### To do:
Identical copies of all the records below are needed.

### Information provided:
• • • • •
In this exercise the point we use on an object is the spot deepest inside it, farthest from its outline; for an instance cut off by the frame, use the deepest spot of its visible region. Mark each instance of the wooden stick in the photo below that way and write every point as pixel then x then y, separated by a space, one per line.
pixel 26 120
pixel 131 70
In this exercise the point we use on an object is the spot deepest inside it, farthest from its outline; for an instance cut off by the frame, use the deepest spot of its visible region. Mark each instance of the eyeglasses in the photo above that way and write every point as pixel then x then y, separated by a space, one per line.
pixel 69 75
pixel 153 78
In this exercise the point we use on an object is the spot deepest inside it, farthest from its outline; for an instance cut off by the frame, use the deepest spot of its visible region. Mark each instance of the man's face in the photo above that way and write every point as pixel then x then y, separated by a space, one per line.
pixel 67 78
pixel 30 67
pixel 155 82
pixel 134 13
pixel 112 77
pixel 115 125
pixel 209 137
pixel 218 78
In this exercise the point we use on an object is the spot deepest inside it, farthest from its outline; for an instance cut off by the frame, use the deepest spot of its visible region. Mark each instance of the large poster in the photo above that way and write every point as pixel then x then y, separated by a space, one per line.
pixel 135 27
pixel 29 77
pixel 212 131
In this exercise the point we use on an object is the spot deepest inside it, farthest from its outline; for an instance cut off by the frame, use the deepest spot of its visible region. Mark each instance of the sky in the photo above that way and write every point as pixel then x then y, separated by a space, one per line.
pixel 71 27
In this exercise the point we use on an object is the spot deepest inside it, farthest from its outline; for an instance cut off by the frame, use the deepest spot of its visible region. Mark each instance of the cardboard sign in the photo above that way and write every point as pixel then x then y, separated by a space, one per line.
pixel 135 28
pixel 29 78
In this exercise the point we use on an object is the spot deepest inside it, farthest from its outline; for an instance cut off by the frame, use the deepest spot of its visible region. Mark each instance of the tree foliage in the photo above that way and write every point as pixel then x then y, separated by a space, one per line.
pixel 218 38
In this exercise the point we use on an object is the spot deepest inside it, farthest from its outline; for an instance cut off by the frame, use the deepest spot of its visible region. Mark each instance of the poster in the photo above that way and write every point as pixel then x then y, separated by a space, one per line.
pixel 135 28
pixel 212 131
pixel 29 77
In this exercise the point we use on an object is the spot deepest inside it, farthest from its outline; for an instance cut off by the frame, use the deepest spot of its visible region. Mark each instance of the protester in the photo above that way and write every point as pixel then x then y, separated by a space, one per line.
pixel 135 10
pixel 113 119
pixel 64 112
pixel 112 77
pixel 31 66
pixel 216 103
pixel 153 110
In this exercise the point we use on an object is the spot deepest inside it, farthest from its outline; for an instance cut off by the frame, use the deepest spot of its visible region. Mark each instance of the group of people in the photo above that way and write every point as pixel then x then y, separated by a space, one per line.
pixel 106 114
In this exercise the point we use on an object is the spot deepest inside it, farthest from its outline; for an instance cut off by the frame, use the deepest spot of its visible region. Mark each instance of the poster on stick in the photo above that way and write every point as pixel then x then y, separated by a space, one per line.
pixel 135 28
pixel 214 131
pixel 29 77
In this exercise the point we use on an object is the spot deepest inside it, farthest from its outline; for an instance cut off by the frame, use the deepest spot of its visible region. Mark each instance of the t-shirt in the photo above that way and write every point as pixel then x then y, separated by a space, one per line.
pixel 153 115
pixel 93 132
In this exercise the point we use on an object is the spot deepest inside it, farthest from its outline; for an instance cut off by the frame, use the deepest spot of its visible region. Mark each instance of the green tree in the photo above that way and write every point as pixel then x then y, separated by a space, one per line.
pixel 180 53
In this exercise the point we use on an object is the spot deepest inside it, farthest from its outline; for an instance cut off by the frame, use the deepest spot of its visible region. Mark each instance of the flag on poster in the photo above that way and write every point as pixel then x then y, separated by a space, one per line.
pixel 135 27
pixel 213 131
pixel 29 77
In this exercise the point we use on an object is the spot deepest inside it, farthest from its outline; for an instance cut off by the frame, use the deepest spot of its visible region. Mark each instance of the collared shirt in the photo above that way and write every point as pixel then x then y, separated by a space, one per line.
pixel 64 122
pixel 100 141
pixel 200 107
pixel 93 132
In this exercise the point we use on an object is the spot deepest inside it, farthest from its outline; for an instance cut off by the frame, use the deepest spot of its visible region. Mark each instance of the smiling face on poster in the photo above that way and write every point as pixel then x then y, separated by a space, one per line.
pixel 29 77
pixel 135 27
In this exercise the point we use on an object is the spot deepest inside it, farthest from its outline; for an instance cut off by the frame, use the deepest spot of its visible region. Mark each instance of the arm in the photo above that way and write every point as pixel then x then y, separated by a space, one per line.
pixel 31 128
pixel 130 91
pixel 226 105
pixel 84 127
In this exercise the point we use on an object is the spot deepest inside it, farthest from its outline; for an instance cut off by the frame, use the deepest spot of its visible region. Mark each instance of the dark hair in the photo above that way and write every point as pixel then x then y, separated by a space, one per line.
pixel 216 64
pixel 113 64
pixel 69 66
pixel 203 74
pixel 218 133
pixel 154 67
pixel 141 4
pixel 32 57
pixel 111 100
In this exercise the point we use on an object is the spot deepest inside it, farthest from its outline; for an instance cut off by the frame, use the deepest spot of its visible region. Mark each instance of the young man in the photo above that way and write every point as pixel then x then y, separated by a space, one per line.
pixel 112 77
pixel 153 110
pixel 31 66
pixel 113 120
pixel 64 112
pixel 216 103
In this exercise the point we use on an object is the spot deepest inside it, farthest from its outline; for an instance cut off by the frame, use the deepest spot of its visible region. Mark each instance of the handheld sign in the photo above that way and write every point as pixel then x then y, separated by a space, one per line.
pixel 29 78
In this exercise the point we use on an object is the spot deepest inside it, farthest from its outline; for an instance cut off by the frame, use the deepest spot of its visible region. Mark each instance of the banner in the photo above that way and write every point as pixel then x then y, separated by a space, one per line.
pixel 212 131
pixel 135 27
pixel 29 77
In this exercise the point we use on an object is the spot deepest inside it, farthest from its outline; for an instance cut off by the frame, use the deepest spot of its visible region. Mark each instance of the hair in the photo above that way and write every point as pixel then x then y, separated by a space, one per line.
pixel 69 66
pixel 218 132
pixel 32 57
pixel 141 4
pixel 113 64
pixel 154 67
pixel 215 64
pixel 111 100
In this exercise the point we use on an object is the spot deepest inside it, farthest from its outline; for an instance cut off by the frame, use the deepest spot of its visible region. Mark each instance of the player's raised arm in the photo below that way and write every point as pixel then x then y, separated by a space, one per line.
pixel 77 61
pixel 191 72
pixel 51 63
• • • • •
### Solution to the exercise:
In this exercise the point we use on an object is the spot deepest inside it, farthest from its outline; for an instance cut off by the frame, use the deepest spot of its visible region. Mark each instance of the wooden stick in the photo below that way and write every point as pixel then x then y, separated by a space, one per line.
pixel 26 120
pixel 131 70
In this exercise the point we use on an object is the spot deepest inside it, farthest from its outline; for an instance cut off by the frame, use the deepest spot of its visible region. Mark each instance of the eyeglasses in the photo above that way and write every point as pixel then x then y, separated by a space, one per line.
pixel 69 75
pixel 153 78
In this exercise the point we use on an object is the spot deepest inside it, farthest from its outline; for an instance cut off by the frame, use the deepest spot of its visible region. Mark each instance of the man's face in the photo above that way and write every point as pixel then x then y, separated by a space, one per line.
pixel 67 78
pixel 30 67
pixel 155 82
pixel 134 13
pixel 112 77
pixel 115 125
pixel 209 137
pixel 218 78
In this exercise the point we use on an object is the spot deepest inside it, farthest from its outline; for an instance cut off by the frame, use the deepest spot of its visible region. Mark each instance of the large poster in the photo above that way and write every point as pixel then x then y, separated by a space, one per line.
pixel 135 27
pixel 29 77
pixel 212 131
In this exercise the point we use on an object is the spot deepest inside it, farthest from its outline; for an instance cut off by the frame, use the deepest spot of its visible region. Mark each instance of the sky in the photo above that way and write every point as pixel then x then y, separated by a space, one per line.
pixel 71 27
In this exercise the point we use on an object is the spot deepest inside it, farthest from its outline; for an instance cut off by the frame, use the deepest spot of its visible region. Mark each instance of the cardboard sign in the photo above that way and write every point as pixel then x then y, separated by a space, one per line.
pixel 135 28
pixel 29 78
In this exercise the point we use on an object is the spot deepest inside it, farthest from its outline; for an instance cut off by the frame, use the deepest spot of its visible region. Mark each instance of the tree foliage in the photo above that way and write every point as pixel then x then y, separated by a space, one per line.
pixel 218 38
In this exercise the point we use on an object is the spot deepest inside it, farthest from its outline; for an instance cut off by the frame, use the deepest spot of its visible region. Mark each instance of the poster in the photo above that way and write every point as pixel then x then y, separated by a space, one per line.
pixel 135 28
pixel 212 131
pixel 29 77
In this exercise the point we use on an object is the spot deepest inside it, farthest from its outline; for an instance cut off by the frame, use the deepest spot of its visible region. Mark each instance of the protester in the photo above that way and write every point as pixel then x then y, separated by a space, one per line.
pixel 135 10
pixel 113 119
pixel 64 112
pixel 112 77
pixel 31 66
pixel 216 103
pixel 153 110
In this exercise the point we use on an object is the spot deepest inside it, farthest from its outline; for an instance cut off by the frame, use the deepest spot of its visible region. Mark each instance of the group of people in the photo above that way and write every point as pixel then x then y, separated by a space, one per line.
pixel 106 114
In this exercise the point we use on an object is the spot deepest inside it, farthest from its outline; for an instance cut off by the frame, use the deepest spot of its visible region. Mark each instance of the poster on stick in the photo above that way and write every point as pixel then x then y, separated by a space, one per line.
pixel 135 28
pixel 214 131
pixel 29 77
In this exercise the point we use on an object is the spot deepest inside it, farthest from its outline; for an instance cut off by the frame, use the deepest spot of its visible region. Mark each instance of the t-shirt in the photo above that way and write every point as pixel then x then y, separated by a space, one per line.
pixel 153 115
pixel 93 132
In this exercise the point we use on an object is the spot deepest inside it, farthest from its outline; for an instance cut off by the frame, use the deepest spot of its visible region. Mark each instance of the green tree in the photo above that way and write every point as pixel then x then y, separated by a space, one per line.
pixel 180 53
In this exercise the point we use on an object is the spot deepest inside it, farthest from its outline; for an instance cut off by the frame, use the deepest spot of its visible region. Mark each instance of the flag on poster in the photo above that way and write every point as pixel then x then y, separated by a space, one per line.
pixel 135 27
pixel 213 131
pixel 29 77
In this exercise the point we use on an object is the spot deepest inside it, farthest from its outline; for an instance cut off by the frame, use the deepest spot of its visible region. Mark each instance of the collared shirt in the photo above that way and write every point as pixel then x then y, separated by a space, one per line.
pixel 64 122
pixel 100 141
pixel 200 107
pixel 93 132
In this exercise the point we use on an object is the spot deepest inside it, farthest from its outline; for an instance cut off by the frame, use the deepest spot of its visible region. Mark each instance of the smiling face on poster in the photo above that way and write every point as pixel then x then y, separated by a space, one per line.
pixel 29 77
pixel 135 27
In this exercise the point we use on an object is the spot deepest inside it, farthest from its outline; for an instance cut off by the frame, use the deepest spot of its visible region. Mark each instance of the arm in the photo above that way and write every point as pixel then x then y, separated by a space, one per line.
pixel 31 128
pixel 130 91
pixel 226 105
pixel 84 127
In this exercise the point we use on an object is the spot deepest inside it, farthest from its outline; for an instance cut off by the frame, use the deepest spot of its visible region. Mark each instance of the dark hair in the photo above that way and write every point as pixel then x then y, separated by a space, one per line.
pixel 216 64
pixel 113 64
pixel 69 66
pixel 203 74
pixel 218 133
pixel 154 67
pixel 141 4
pixel 32 57
pixel 111 100
In this exercise the point we use on an object is the spot deepest inside it, farthest from its outline; for an instance cut off by the frame, use the deepest spot of its visible region. Mark each instance of the young man in the photo above that way and write every point as pixel then x then y, separated by a space, one per line.
pixel 112 77
pixel 153 110
pixel 31 66
pixel 113 120
pixel 64 112
pixel 216 103
In this exercise the point we use on an object is the spot deepest inside it, farthest from its outline; for an instance cut off by the frame, use the deepest spot of its visible region. Mark each instance of the handheld sign in the photo above that way and write every point as pixel then x then y, separated by a space, one per line.
pixel 29 78
In this exercise the point we use on an object is the spot deepest inside it, farthest from its outline; for an instance cut off by the frame, use the deepest spot of its visible region. Mark each instance of the banner in the photo above that way and write every point as pixel then x then y, separated by a space, one per line.
pixel 212 131
pixel 135 27
pixel 29 77
In this exercise the point we use on an object is the spot deepest inside it, farthest from its outline; for an instance cut off by the frame, use the deepest spot of its visible region. Mark each instance of the hair in the photo above that way and write every point as pixel then x then y, separated by a space, one per line.
pixel 69 66
pixel 218 132
pixel 32 57
pixel 141 4
pixel 113 64
pixel 154 67
pixel 215 64
pixel 111 100
In this exercise the point we use on an object is the spot deepest inside it, farthest from its outline; for an instance cut off by the frame, use the deepest spot of its visible region. Mark each instance of the player's raised arm in the photo below that way and write every point as pixel then x then y, separated by a space, one per line.
pixel 77 61
pixel 191 72
pixel 51 63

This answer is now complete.